• [The task] Repeat exactly the lines from the start of the entries below through the line containing "point: green pear". Omit the rest.

Natural-language object grounding data:
►

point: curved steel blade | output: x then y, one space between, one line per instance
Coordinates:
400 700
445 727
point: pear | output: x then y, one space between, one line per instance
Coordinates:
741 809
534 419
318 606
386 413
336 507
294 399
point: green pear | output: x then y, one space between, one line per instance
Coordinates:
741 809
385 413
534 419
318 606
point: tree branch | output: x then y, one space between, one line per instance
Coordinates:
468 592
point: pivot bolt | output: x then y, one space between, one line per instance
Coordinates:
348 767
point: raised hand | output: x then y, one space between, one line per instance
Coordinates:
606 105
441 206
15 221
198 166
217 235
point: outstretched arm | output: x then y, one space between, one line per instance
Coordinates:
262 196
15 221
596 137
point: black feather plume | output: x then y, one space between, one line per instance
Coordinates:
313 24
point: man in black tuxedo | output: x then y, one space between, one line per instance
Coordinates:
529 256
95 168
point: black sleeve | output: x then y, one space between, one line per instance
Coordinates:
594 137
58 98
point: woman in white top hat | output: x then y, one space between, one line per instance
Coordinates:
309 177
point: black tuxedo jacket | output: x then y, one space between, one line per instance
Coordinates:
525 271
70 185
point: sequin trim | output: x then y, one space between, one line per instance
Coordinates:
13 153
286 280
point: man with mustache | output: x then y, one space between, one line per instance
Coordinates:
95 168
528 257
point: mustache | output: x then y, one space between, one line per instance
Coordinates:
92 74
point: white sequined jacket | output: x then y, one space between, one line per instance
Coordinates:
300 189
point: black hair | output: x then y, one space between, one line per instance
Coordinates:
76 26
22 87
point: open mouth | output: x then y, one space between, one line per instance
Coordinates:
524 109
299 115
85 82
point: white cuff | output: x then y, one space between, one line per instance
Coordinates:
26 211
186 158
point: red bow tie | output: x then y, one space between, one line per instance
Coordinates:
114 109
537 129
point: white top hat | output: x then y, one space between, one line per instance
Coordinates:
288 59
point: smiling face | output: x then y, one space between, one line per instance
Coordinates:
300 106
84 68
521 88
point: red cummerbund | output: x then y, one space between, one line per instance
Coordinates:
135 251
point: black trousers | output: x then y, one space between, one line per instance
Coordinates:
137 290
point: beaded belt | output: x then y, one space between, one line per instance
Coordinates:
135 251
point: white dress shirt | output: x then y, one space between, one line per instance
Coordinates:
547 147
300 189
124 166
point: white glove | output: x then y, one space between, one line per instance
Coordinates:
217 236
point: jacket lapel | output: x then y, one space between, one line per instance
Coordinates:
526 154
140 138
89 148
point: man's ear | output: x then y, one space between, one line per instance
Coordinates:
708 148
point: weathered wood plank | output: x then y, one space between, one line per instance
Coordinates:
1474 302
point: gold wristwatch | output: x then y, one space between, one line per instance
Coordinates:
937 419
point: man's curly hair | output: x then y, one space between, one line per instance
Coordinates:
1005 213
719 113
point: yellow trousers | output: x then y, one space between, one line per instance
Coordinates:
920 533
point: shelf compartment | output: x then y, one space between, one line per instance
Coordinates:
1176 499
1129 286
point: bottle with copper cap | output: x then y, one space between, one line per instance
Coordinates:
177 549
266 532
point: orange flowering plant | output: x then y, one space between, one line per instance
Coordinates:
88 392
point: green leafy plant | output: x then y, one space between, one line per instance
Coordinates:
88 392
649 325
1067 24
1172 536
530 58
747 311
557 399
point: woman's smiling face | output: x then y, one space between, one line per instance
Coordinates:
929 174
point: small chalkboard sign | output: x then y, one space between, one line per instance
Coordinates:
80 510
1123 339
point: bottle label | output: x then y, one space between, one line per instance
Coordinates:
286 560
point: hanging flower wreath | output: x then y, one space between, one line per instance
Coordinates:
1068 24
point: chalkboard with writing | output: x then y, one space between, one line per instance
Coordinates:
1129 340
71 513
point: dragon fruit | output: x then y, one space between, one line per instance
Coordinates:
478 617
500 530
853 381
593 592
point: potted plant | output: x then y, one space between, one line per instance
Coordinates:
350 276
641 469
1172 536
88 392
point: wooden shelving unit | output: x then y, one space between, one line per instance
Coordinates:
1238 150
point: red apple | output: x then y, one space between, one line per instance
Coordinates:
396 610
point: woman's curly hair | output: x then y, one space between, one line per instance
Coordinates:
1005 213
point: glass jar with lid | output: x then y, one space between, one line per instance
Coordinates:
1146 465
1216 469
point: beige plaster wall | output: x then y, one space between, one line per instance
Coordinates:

◄

• [Output for this task]
point: curved steel blade | output: x then y, one space between, one line per instance
Coordinates:
400 700
445 727
point: pear | output: x then y, one space between, one line per instance
Coordinates:
741 809
534 419
318 606
386 413
336 507
294 399
point: green pear | output: x then y, one space between, one line per instance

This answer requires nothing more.